**WORK REQUIRED:** Would you set down the data below exactly as shown?

(Recorded data)
>>

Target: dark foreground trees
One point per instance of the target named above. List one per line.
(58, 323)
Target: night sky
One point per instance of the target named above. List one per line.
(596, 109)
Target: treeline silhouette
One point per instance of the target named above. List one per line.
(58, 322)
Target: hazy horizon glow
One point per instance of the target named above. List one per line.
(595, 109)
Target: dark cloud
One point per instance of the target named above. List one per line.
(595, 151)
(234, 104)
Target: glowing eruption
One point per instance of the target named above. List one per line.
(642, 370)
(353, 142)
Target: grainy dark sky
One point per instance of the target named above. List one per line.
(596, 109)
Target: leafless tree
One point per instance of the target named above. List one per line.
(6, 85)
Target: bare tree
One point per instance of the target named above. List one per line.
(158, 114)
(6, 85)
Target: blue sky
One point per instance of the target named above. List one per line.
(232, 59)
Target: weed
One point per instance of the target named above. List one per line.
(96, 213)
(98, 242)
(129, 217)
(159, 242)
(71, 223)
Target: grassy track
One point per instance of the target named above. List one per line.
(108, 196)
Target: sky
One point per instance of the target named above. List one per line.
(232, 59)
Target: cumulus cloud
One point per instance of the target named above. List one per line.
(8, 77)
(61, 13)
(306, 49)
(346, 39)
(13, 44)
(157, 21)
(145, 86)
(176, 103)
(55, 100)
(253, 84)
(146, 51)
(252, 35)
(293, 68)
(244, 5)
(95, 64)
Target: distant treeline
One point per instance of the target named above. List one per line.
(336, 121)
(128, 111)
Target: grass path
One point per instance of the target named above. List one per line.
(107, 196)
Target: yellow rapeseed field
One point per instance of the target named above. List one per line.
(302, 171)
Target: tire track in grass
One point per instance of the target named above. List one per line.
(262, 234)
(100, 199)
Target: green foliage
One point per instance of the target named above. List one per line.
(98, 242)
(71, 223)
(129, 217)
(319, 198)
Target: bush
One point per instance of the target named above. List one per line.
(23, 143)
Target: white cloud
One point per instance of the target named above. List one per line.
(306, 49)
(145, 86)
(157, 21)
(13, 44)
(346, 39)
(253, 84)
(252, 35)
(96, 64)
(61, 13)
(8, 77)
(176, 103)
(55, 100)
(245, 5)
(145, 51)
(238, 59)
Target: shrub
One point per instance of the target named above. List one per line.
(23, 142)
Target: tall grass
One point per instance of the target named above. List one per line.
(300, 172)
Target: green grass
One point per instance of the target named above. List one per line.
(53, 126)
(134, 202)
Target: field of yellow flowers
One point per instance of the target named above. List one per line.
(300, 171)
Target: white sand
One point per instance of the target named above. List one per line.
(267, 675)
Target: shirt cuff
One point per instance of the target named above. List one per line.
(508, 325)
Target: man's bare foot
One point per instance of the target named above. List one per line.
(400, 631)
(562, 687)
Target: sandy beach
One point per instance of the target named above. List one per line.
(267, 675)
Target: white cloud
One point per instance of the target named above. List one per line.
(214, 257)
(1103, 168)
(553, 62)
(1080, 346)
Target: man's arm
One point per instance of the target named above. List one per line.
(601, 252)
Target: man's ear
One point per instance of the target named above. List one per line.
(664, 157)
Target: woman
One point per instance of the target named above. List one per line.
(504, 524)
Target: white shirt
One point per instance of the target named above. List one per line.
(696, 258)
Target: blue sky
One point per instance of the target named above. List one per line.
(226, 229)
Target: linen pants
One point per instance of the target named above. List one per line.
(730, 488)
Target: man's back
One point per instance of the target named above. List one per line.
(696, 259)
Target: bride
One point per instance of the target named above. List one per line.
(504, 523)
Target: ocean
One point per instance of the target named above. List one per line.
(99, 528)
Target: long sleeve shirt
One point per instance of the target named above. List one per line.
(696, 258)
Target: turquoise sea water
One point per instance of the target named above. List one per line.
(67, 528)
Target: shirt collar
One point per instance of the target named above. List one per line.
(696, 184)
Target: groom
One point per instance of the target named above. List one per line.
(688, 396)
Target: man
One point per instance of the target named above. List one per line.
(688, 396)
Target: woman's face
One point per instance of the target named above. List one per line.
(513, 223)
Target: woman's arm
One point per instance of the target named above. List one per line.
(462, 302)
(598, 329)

<<

**TASK ANSWER:**
Target: dark foreground trees
One point per instance of the target named above. List one per line.
(58, 323)
Target: night sky
One point per instance of the target named above. List one per line.
(596, 109)
Target: treeline silhouette
One point per instance of the target named above. List one per line.
(58, 322)
Target: hazy horizon glow
One point per instance of the target named above. List one per line.
(595, 109)
Target: dark cloud
One point per instance of the target named above. List one per line.
(595, 151)
(234, 104)
Target: glowing eruption
One point per instance of the target named above. List one per line.
(642, 370)
(353, 142)
Target: grainy dark sky
One point per instance of the target named above. List one per line.
(596, 109)
Target: leafless tree
One point per instance of the target named above. List one per line.
(6, 85)
Target: bare tree
One point per instance of the target named above. List one per line.
(158, 114)
(6, 85)
Target: blue sky
One point per instance of the target named above. List one per line.
(232, 59)
Target: weed
One point per instance of the target named above. List one per line.
(96, 213)
(98, 242)
(129, 217)
(159, 242)
(71, 223)
Target: grassy track
One point per instance of the target named above. List one per line.
(108, 196)
Target: sky
One point per instance of the target named above. List one per line.
(232, 59)
Target: cumulus cloud
One point per instance of the target named above. List one per line.
(8, 77)
(61, 13)
(306, 49)
(346, 39)
(13, 44)
(157, 21)
(145, 86)
(176, 103)
(55, 100)
(253, 84)
(146, 51)
(252, 35)
(293, 68)
(244, 5)
(95, 64)
Target: distant treeline
One point per instance of the target named above. List one per line.
(336, 121)
(128, 111)
Target: grass path
One point per instance of the target named above. List one per line.
(107, 196)
Target: yellow rapeseed field
One point per instance of the target named above. List one per line.
(302, 171)
Target: tire track in grass
One point per instance of the target named above. List one per line.
(262, 234)
(100, 199)
Target: green foliage
One point per instance of the target named above. List one per line.
(98, 242)
(71, 223)
(129, 217)
(319, 198)
Target: bush
One point per instance of the target named above. List one per line.
(23, 143)
Target: white cloud
One point per instance of the target named above. List one per line.
(306, 49)
(145, 86)
(157, 21)
(13, 44)
(346, 39)
(253, 84)
(252, 35)
(96, 64)
(61, 13)
(8, 77)
(176, 103)
(55, 100)
(245, 5)
(145, 51)
(238, 59)
Target: shrub
One point per instance of the target named above. List one per line.
(23, 142)
Target: tall grass
One point per instance of the target named above. List one per line.
(300, 172)
Target: green grass
One point per instance of the target named above. List one per line.
(53, 126)
(134, 202)
Target: field of yellow flowers
One point per instance of the target named above. List one per line.
(300, 171)
Target: white sand
One point per instance of the target named above. List one per line.
(267, 675)
Target: shirt cuff
One point per instance of the target named above. List one per line.
(508, 325)
Target: man's bare foot
One point per instance of the target named above. List one per line.
(400, 631)
(562, 687)
Target: sandy beach
One point per instance of the target named above. List one per line.
(267, 675)
Target: white cloud
One point per instance of the target named above. List one per line.
(214, 257)
(1103, 168)
(553, 62)
(1080, 346)
Target: man's arm
One point per instance of the target named above. List one per line.
(601, 252)
Target: man's ear
One point per instance of the target named above. List one per line.
(664, 157)
Target: woman
One point per instance of the target named above. List one per line.
(504, 524)
Target: white shirt
One point per instance of the target named above. List one per line.
(696, 258)
Target: blue sky
One point per instance of the target named above. List one per line.
(226, 229)
Target: linen pants
One point per instance of the target named above. List one per line.
(730, 488)
Target: man's back
One point per instance of the target named above. List one per line.
(696, 259)
Target: bride
One point per instance of the target named above. List one per line.
(504, 523)
Target: ocean
One point per instance of the target named above. List one per line.
(99, 528)
Target: long sleeve shirt
One point per instance of the target named above. List one per line.
(696, 258)
Target: turquoise sea water
One point per instance of the target named above. List one per line.
(67, 528)
Target: shirt collar
One point per instance of the target named above. List one per line.
(696, 184)
Target: groom
One point per instance of the target named above. List one per line.
(688, 396)
Target: man
One point per instance of the target named above. List one per line.
(688, 396)
Target: woman's face
One point per instance of the target named above. List one per line.
(513, 223)
Target: woman's arm
One point per instance of the target named above. List one per line.
(462, 302)
(598, 329)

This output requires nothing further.